▶ Required work
In the Jerusalem passage, how wide does the narrator say the Herodian masonry separating the Wailing Wall from the Haram al-Sharif is?

My quest was over, and the tides of history I'd chronicled washed over me in waves. The present felt unreal; mind and body were in chronic need of decompression. Pottering around the Old City of Jerusalem before flying back to London, I hoped that the urban buzz and oriental smells would bring me back down to earth. But instead I remained marooned between time and space.

After so many years pursuing the tail of a blazing comet, my final clue left me in a quandary. Should I try to return to the West Bank with a scientific team of archaeologists and a fluxgate magnetometer to bounce sonic pulses through the soil in search of caves and ancient cultural anomalies? Would the Israeli and Palestinian authorities even grant me a research license if they knew my true aims? What if the Temple treasure had already been looted from an underground cave in the grounds of the monastery of Saint Theodosius?

I flicked on my iPod and sat on a bench in front of the Wailing Wall watching Jews worshipping their God and Muslims quietly making their way onto the Haram al-Sharif to pray to Allah. The Herodian masonry separating both is less than ten feet wide, but a chasm broader
than the Red Sea divides their ideologies. The Black Eyed Peas playing “Where Is the Love” on my iPod questioned the disappearance of human values and equality, and the rise of human animosity.

The Temple treasure of Jerusalem means different things to different people. To many it is the gold at the end of the rainbow, the key to riches beyond dreams. If the menorah, Table of the Divine Presence, and silver trumpets materialized in the antiquities market, they would quite simply be priceless and stir up the mother of all political storms.

▶ Supplied records

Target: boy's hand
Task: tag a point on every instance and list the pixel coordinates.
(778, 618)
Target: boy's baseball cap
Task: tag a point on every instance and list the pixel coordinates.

▶ Expected answer
Less than ten feet wide.